■ **Information given**
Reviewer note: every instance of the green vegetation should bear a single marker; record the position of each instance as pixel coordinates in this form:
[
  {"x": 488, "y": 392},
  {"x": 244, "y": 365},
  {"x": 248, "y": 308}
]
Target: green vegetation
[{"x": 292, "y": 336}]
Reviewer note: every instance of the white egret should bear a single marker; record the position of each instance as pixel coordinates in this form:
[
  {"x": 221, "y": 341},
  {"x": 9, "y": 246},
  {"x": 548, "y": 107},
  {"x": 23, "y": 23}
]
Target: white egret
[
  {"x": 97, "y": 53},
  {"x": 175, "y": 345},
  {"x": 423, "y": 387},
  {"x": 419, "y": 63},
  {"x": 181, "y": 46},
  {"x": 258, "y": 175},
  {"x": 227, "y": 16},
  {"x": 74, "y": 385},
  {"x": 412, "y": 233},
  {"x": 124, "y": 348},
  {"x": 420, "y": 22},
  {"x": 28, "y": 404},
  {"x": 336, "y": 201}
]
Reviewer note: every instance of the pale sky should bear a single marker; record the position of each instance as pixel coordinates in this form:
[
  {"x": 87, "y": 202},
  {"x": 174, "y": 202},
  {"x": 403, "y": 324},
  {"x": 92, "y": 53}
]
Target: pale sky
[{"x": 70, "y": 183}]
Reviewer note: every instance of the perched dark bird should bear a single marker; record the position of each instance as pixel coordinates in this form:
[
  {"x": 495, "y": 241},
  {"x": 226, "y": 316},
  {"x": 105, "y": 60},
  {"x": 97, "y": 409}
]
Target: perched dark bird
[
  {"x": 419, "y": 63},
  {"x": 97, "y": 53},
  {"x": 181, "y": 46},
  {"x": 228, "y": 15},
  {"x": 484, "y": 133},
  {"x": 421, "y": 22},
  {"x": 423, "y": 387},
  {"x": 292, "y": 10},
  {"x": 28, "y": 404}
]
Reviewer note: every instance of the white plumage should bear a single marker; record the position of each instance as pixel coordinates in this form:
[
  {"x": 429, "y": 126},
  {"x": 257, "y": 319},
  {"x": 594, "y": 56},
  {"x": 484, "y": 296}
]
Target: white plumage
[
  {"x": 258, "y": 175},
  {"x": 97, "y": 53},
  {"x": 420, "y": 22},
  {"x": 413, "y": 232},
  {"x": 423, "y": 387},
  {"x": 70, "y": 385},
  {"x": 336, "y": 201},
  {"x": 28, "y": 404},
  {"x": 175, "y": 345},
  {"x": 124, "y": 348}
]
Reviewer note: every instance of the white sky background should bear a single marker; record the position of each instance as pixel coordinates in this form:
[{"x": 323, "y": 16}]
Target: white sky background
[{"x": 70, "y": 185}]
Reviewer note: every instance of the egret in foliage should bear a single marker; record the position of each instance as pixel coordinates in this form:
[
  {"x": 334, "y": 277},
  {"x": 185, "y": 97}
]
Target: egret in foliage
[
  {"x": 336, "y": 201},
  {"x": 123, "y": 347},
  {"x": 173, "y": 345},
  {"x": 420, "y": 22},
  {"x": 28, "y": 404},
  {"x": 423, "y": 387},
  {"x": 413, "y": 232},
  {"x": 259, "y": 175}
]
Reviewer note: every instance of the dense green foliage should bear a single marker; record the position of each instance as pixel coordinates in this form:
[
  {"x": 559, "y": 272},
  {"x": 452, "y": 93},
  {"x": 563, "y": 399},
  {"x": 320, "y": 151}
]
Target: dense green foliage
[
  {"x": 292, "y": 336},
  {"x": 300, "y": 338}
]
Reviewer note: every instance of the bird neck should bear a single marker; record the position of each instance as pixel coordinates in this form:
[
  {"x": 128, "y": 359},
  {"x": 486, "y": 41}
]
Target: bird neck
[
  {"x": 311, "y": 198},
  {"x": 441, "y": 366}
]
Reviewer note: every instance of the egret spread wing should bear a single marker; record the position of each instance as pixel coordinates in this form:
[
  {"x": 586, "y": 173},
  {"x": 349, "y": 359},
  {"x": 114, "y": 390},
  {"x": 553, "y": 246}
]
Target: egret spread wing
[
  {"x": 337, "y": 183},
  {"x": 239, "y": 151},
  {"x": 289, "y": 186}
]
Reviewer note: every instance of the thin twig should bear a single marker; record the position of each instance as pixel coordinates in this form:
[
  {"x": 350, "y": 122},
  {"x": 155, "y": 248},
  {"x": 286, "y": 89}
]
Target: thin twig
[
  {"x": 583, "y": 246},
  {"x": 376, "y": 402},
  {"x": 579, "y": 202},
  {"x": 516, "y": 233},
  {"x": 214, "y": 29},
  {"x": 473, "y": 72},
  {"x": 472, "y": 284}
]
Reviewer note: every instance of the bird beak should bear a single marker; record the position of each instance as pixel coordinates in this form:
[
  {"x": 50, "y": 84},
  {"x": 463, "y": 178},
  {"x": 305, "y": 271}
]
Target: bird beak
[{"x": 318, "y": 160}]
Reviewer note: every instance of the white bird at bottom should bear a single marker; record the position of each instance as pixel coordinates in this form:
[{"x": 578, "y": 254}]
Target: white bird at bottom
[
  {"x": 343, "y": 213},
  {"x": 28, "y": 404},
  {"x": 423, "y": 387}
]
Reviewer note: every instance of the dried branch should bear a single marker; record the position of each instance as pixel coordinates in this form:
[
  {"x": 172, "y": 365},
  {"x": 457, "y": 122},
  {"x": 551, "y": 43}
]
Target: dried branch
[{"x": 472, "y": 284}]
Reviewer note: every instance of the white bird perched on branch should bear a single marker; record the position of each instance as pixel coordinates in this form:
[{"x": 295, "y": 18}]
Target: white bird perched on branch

■ **Required work**
Each record above needs to be written out exactly, with nothing left out.

■ **Output of the task**
Reviewer note: every instance of the green vegetation should bear a single marker; record the position of each instance as pixel coordinates in this form:
[
  {"x": 488, "y": 392},
  {"x": 244, "y": 365},
  {"x": 248, "y": 308}
]
Target: green vegetation
[{"x": 292, "y": 336}]
Reviewer note: every instance of the white egret should bear a single marker; record the position of each instance as pixel coordinates in this form:
[
  {"x": 221, "y": 341},
  {"x": 9, "y": 246},
  {"x": 548, "y": 107},
  {"x": 23, "y": 23}
]
Target: white egret
[
  {"x": 97, "y": 53},
  {"x": 175, "y": 345},
  {"x": 423, "y": 387},
  {"x": 419, "y": 63},
  {"x": 181, "y": 46},
  {"x": 258, "y": 175},
  {"x": 227, "y": 16},
  {"x": 74, "y": 385},
  {"x": 412, "y": 233},
  {"x": 124, "y": 348},
  {"x": 420, "y": 22},
  {"x": 28, "y": 404},
  {"x": 336, "y": 201}
]
Reviewer note: every instance of the pale sky should bear a single marker; record the position of each instance as pixel coordinates in this form:
[
  {"x": 87, "y": 202},
  {"x": 174, "y": 202},
  {"x": 403, "y": 324},
  {"x": 92, "y": 53}
]
Target: pale sky
[{"x": 70, "y": 183}]
Reviewer note: every instance of the perched dark bird should bear a single marker; record the position of each instance as pixel coordinates in this form:
[
  {"x": 495, "y": 241},
  {"x": 226, "y": 316},
  {"x": 105, "y": 60},
  {"x": 97, "y": 409}
]
Target: perched dark bird
[
  {"x": 419, "y": 63},
  {"x": 97, "y": 53},
  {"x": 181, "y": 46},
  {"x": 228, "y": 15},
  {"x": 484, "y": 133},
  {"x": 421, "y": 22},
  {"x": 423, "y": 387},
  {"x": 292, "y": 10},
  {"x": 28, "y": 404}
]
Reviewer note: every instance of the white plumage should bear a single marker; record the position of each instance as pixel coordinates in this form:
[
  {"x": 429, "y": 126},
  {"x": 257, "y": 319},
  {"x": 594, "y": 56},
  {"x": 484, "y": 296}
]
Target: white plumage
[
  {"x": 258, "y": 175},
  {"x": 97, "y": 53},
  {"x": 420, "y": 22},
  {"x": 413, "y": 232},
  {"x": 423, "y": 387},
  {"x": 70, "y": 385},
  {"x": 336, "y": 201},
  {"x": 28, "y": 404},
  {"x": 175, "y": 345},
  {"x": 124, "y": 348}
]
Reviewer note: every instance of the white sky background should bear a single marker; record the position of each instance as pixel coordinates in this form:
[{"x": 323, "y": 16}]
Target: white sky background
[{"x": 70, "y": 185}]
Reviewer note: every instance of the egret in foliage should bear a single marker; record the position of each instance as pixel coordinates in this form:
[
  {"x": 334, "y": 277},
  {"x": 185, "y": 97}
]
Target: egret in foliage
[
  {"x": 336, "y": 201},
  {"x": 123, "y": 347},
  {"x": 173, "y": 345},
  {"x": 420, "y": 22},
  {"x": 28, "y": 404},
  {"x": 423, "y": 387},
  {"x": 413, "y": 232},
  {"x": 259, "y": 175}
]
Reviewer note: every instance of the dense green foliage should bear a single marker; record the position of each instance as pixel coordinates in this form:
[
  {"x": 559, "y": 272},
  {"x": 452, "y": 93},
  {"x": 563, "y": 399},
  {"x": 320, "y": 151}
]
Target: dense green foliage
[
  {"x": 292, "y": 336},
  {"x": 300, "y": 338}
]
Reviewer note: every instance of the bird neck should bear a single marker; record the position of each instance as pixel coordinates in this form:
[
  {"x": 128, "y": 359},
  {"x": 486, "y": 41}
]
Target: bird neck
[
  {"x": 311, "y": 198},
  {"x": 441, "y": 366}
]
Reviewer note: every instance of the egret spread wing should bear a single marker; record the position of each instance as pixel coordinates in this form:
[
  {"x": 586, "y": 173},
  {"x": 349, "y": 359},
  {"x": 114, "y": 390},
  {"x": 553, "y": 246}
]
Target: egret spread wing
[
  {"x": 337, "y": 183},
  {"x": 239, "y": 151},
  {"x": 289, "y": 186}
]
Reviewer note: every instance of the thin twig should bear a single marker; record the position of each instance as pixel coordinates in this form:
[
  {"x": 350, "y": 122},
  {"x": 155, "y": 248},
  {"x": 286, "y": 89}
]
Target: thin twig
[
  {"x": 583, "y": 246},
  {"x": 376, "y": 402},
  {"x": 579, "y": 202},
  {"x": 516, "y": 233},
  {"x": 214, "y": 29},
  {"x": 473, "y": 72},
  {"x": 472, "y": 284}
]
Reviewer note: every instance of the bird beak should bear a single marker; record the position of each instance as pixel coordinates in this form:
[
  {"x": 50, "y": 84},
  {"x": 463, "y": 178},
  {"x": 305, "y": 271}
]
Target: bird beak
[{"x": 318, "y": 160}]
Reviewer note: every instance of the white bird at bottom should bear a single marker; record the position of each instance as pixel coordinates in this form:
[{"x": 578, "y": 254}]
Target: white bird at bottom
[
  {"x": 343, "y": 213},
  {"x": 28, "y": 404},
  {"x": 423, "y": 387}
]
Reviewer note: every instance of the dried branch should bear a single marker; record the position of each instance as pixel coordinates in this form:
[
  {"x": 172, "y": 365},
  {"x": 457, "y": 122},
  {"x": 551, "y": 43}
]
Target: dried branch
[{"x": 472, "y": 284}]
Reviewer note: every instance of the white bird perched on branch should bear a single marker; record the position of each instance as pixel coordinates in this form:
[{"x": 295, "y": 18}]
Target: white bird perched on branch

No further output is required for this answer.